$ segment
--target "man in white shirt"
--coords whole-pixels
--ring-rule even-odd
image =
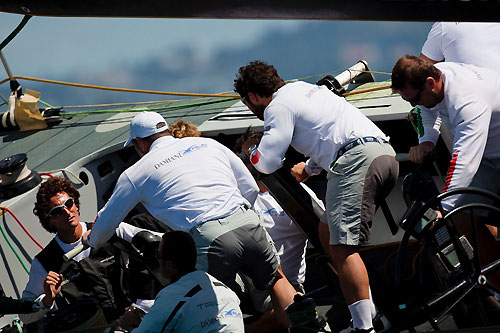
[[[392,88],[413,106],[423,105],[424,133],[410,159],[421,162],[439,136],[439,116],[454,133],[452,160],[443,192],[476,186],[495,193],[500,189],[500,75],[467,64],[430,64],[413,56],[401,57],[392,71]],[[483,176],[485,172],[486,176]],[[490,178],[492,177],[492,178]],[[450,211],[459,197],[443,201]],[[465,199],[464,199],[465,200]]]
[[[280,168],[290,145],[310,157],[292,169],[298,181],[328,171],[328,226],[320,223],[319,234],[329,238],[355,330],[373,332],[368,274],[358,249],[369,244],[376,206],[398,175],[389,138],[326,87],[302,81],[285,84],[273,66],[261,61],[241,67],[234,88],[264,120],[264,136],[250,155],[258,171]]]
[[[243,162],[215,140],[172,137],[156,112],[135,116],[130,135],[125,145],[132,142],[141,159],[120,175],[88,244],[103,244],[141,202],[159,221],[193,236],[198,269],[231,288],[241,270],[258,289],[270,290],[278,321],[288,327],[284,308],[292,303],[295,290],[279,268],[259,217],[249,209],[258,188]]]
[[[432,65],[414,56],[401,57],[392,70],[392,88],[412,106],[423,105],[424,133],[420,144],[410,148],[410,160],[420,163],[434,149],[440,118],[453,133],[451,161],[443,192],[459,187],[478,187],[500,194],[500,75],[488,68],[442,62]],[[425,112],[424,112],[425,110]],[[450,196],[441,202],[445,211],[466,203],[489,203],[484,197]],[[480,212],[476,212],[480,215]],[[469,218],[470,219],[470,218]],[[469,223],[460,223],[463,231]],[[482,264],[498,258],[493,240],[497,228],[478,228]],[[492,237],[493,235],[493,237]],[[495,283],[500,285],[500,279]]]
[[[500,23],[436,22],[420,57],[432,63],[461,62],[500,72]]]
[[[261,137],[262,133],[258,133],[252,127],[249,127],[236,140],[234,147],[235,152],[252,174],[255,173],[255,169],[252,163],[250,163],[248,148],[258,145]],[[253,209],[263,218],[264,227],[273,239],[286,278],[297,291],[304,292],[302,284],[306,275],[307,236],[295,225],[283,208],[267,191],[266,187],[260,181],[257,181],[257,185],[259,186],[259,195],[255,200]],[[303,186],[309,193],[314,195],[318,202],[319,199],[317,199],[314,192],[305,184]]]
[[[196,246],[188,233],[165,233],[157,256],[170,283],[133,332],[245,331],[238,296],[210,274],[196,270]]]

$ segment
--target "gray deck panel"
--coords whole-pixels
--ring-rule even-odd
[[[204,99],[207,100],[210,99]],[[162,114],[169,123],[183,118],[200,125],[233,102],[186,106],[190,103],[187,100],[173,104],[137,105],[130,109],[152,109]],[[180,107],[172,109],[171,106],[175,105]],[[37,132],[2,132],[0,158],[26,153],[30,169],[42,172],[65,168],[88,154],[124,142],[128,138],[130,120],[136,114],[123,112],[75,115]]]

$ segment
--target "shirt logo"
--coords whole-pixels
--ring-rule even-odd
[[[278,212],[276,210],[276,208],[271,208],[271,209],[262,211],[262,214],[268,214],[271,216],[284,216],[285,212],[284,211]]]
[[[171,162],[173,162],[173,161],[175,161],[175,160],[177,160],[177,159],[179,159],[179,158],[182,158],[182,157],[184,157],[185,155],[187,155],[187,154],[189,154],[189,153],[192,153],[192,152],[194,152],[194,151],[196,151],[196,150],[200,150],[200,149],[202,149],[202,148],[207,148],[207,147],[208,147],[208,146],[207,146],[207,144],[206,144],[206,143],[202,143],[201,145],[194,144],[194,145],[192,145],[192,146],[190,146],[190,147],[186,148],[185,150],[181,150],[181,151],[179,151],[177,154],[174,154],[174,155],[172,155],[172,156],[170,156],[170,157],[167,157],[167,158],[165,158],[164,160],[162,160],[162,161],[160,161],[160,162],[156,163],[156,164],[154,165],[154,168],[155,168],[155,169],[159,169],[160,167],[162,167],[162,166],[164,166],[164,165],[167,165],[168,163],[171,163]]]
[[[201,145],[192,145],[191,147],[187,148],[186,150],[184,150],[180,153],[182,153],[182,155],[186,155],[186,154],[192,153],[193,151],[200,150],[201,148],[206,148],[206,147],[207,147],[206,143],[203,143]]]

→ **Try it**: Could you write out the records exactly while omitting every picture?

→ **Answer space**:
$ segment
--target "man in white shirt"
--coords whole-pixels
--ring-rule even-odd
image =
[[[392,88],[413,106],[423,105],[424,133],[410,159],[421,162],[439,136],[439,116],[454,133],[452,160],[443,192],[476,186],[495,193],[500,189],[500,75],[467,64],[430,64],[413,56],[401,57],[392,71]],[[483,176],[485,172],[486,176]],[[490,178],[492,177],[492,178]],[[450,211],[459,197],[443,201]],[[465,199],[464,199],[465,200]]]
[[[280,168],[290,145],[310,157],[292,169],[298,181],[328,171],[328,226],[320,223],[319,234],[329,238],[355,330],[373,332],[368,274],[358,249],[369,244],[376,206],[398,175],[389,138],[326,87],[302,81],[285,84],[273,66],[261,61],[241,67],[234,88],[264,120],[264,136],[250,155],[258,171]]]
[[[243,162],[215,140],[172,137],[156,112],[135,116],[130,135],[125,145],[132,142],[141,159],[120,175],[88,244],[103,244],[141,202],[159,221],[193,236],[198,269],[231,288],[241,270],[258,289],[270,290],[278,321],[288,327],[284,308],[292,303],[295,290],[279,268],[259,217],[249,209],[258,188]]]
[[[432,65],[414,56],[401,57],[392,70],[392,88],[412,106],[423,105],[424,133],[420,144],[410,148],[410,160],[420,163],[434,149],[440,118],[453,133],[451,161],[443,192],[459,187],[478,187],[500,194],[500,75],[488,68],[442,62]],[[425,112],[424,112],[425,110]],[[450,196],[441,202],[445,211],[466,203],[489,203],[484,197]],[[480,212],[476,212],[480,215]],[[469,218],[470,219],[470,218]],[[469,223],[460,223],[463,231]],[[482,264],[498,258],[493,240],[497,228],[478,228]],[[492,237],[493,235],[493,237]],[[495,283],[500,285],[500,279]]]
[[[500,23],[436,22],[420,57],[432,63],[461,62],[500,72]]]
[[[261,137],[262,133],[258,133],[252,127],[249,127],[236,140],[234,147],[235,152],[252,174],[255,173],[255,169],[252,163],[250,163],[248,148],[258,145]],[[253,209],[263,218],[264,227],[273,239],[286,278],[297,291],[304,292],[302,284],[306,275],[307,236],[295,225],[283,208],[267,191],[266,187],[260,181],[257,181],[257,185],[259,186],[259,195],[255,200]],[[303,186],[309,193],[314,195],[318,202],[319,199],[317,199],[314,192],[305,184]]]
[[[196,246],[188,233],[165,233],[157,256],[170,283],[133,332],[245,331],[238,296],[210,274],[196,270]]]

$ segment
--target "gray deck panel"
--coords whole-pixels
--ring-rule even-odd
[[[204,99],[207,100],[210,99]],[[162,114],[169,123],[183,118],[200,125],[233,102],[186,106],[190,103],[187,100],[173,104],[137,105],[130,109],[152,109]],[[180,107],[172,109],[171,106],[175,105]],[[37,132],[2,132],[0,158],[26,153],[30,169],[42,172],[65,168],[88,154],[124,142],[128,138],[130,120],[136,114],[123,112],[75,115]]]

$ segment
--target "shirt logo"
--coords whole-pixels
--ring-rule even-odd
[[[278,212],[276,210],[276,208],[271,208],[271,209],[262,211],[262,214],[268,214],[271,216],[284,216],[285,212],[284,211]]]
[[[171,162],[173,162],[173,161],[175,161],[175,160],[177,160],[177,159],[179,159],[179,158],[182,158],[182,157],[184,157],[185,155],[187,155],[187,154],[189,154],[189,153],[192,153],[192,152],[194,152],[194,151],[196,151],[196,150],[200,150],[200,149],[202,149],[202,148],[207,148],[207,147],[208,147],[208,146],[207,146],[207,144],[206,144],[206,143],[202,143],[201,145],[194,144],[194,145],[192,145],[192,146],[190,146],[190,147],[186,148],[185,150],[181,150],[181,151],[179,151],[177,154],[174,154],[174,155],[172,155],[172,156],[170,156],[170,157],[167,157],[167,158],[165,158],[164,160],[162,160],[162,161],[160,161],[160,162],[156,163],[156,164],[154,165],[154,168],[155,168],[155,169],[159,169],[160,167],[162,167],[162,166],[164,166],[164,165],[167,165],[168,163],[171,163]]]
[[[201,145],[192,145],[191,147],[187,148],[186,150],[184,150],[180,153],[182,153],[182,155],[186,155],[186,154],[192,153],[193,151],[200,150],[201,148],[206,148],[206,147],[207,147],[206,143],[203,143]]]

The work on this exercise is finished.